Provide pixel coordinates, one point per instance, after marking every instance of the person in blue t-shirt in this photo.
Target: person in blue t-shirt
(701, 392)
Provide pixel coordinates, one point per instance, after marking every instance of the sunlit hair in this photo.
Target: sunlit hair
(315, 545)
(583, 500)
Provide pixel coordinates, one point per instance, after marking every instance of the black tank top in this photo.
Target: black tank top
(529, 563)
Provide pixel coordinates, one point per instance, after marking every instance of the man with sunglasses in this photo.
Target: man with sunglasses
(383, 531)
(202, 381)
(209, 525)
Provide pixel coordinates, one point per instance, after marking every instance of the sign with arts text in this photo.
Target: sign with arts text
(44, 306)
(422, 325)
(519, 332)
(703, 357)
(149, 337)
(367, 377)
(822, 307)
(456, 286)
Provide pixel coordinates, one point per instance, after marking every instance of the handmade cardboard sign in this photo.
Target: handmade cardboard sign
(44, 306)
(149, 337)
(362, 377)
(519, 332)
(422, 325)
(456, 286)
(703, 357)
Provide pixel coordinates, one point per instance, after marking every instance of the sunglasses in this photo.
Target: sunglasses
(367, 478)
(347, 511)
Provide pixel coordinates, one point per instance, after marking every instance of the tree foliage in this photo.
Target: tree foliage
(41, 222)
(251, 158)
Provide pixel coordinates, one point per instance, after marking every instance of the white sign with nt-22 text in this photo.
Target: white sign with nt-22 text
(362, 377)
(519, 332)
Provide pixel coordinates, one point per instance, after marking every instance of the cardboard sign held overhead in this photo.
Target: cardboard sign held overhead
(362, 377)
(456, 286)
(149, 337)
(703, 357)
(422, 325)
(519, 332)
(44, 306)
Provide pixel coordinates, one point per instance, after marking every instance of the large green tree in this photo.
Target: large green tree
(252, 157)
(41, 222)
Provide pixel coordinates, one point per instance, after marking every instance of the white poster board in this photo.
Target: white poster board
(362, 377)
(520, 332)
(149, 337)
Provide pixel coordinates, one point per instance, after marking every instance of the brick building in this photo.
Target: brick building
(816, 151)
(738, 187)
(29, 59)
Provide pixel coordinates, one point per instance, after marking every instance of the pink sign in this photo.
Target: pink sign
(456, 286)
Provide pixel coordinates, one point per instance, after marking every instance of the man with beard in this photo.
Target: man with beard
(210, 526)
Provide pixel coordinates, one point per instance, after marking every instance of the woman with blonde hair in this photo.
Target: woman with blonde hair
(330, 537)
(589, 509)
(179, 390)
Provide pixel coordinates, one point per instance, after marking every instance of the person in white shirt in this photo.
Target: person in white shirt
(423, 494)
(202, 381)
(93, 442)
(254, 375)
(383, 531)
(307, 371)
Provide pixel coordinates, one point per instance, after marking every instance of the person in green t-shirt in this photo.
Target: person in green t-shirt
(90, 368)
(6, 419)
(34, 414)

## Exercise brief
Starting with the line that contains "building in this photo.", restate every line through the end of the records above, exactly and with no other lines.

## Final answer
Provide pixel coordinates, one point per instance, after marking every instance of the brick building in this photo.
Target: brick building
(816, 151)
(738, 187)
(29, 59)
Provide pixel coordinates, one point per instance, after marking every instance of the pink sign in this photo.
Target: pink sign
(456, 286)
Provide pixel coordinates, one point per instance, after marking every instance of the man with beard in this photo.
Target: man with beard
(210, 526)
Provide pixel coordinates, one point per instance, after marking every instance of the woman with blonde hair in this photo.
Target: woman with blonde hair
(330, 537)
(589, 509)
(179, 390)
Provide pixel coordinates, one point per instance, after marking every instance of the person in white shirt in this photo.
Target: person in white shirt
(423, 494)
(202, 381)
(93, 442)
(254, 375)
(383, 531)
(307, 371)
Provide pixel coordinates, one point per instance, after marking every instance of the person in green t-shirt in this photo.
Target: person in green t-shirt
(90, 368)
(6, 419)
(34, 414)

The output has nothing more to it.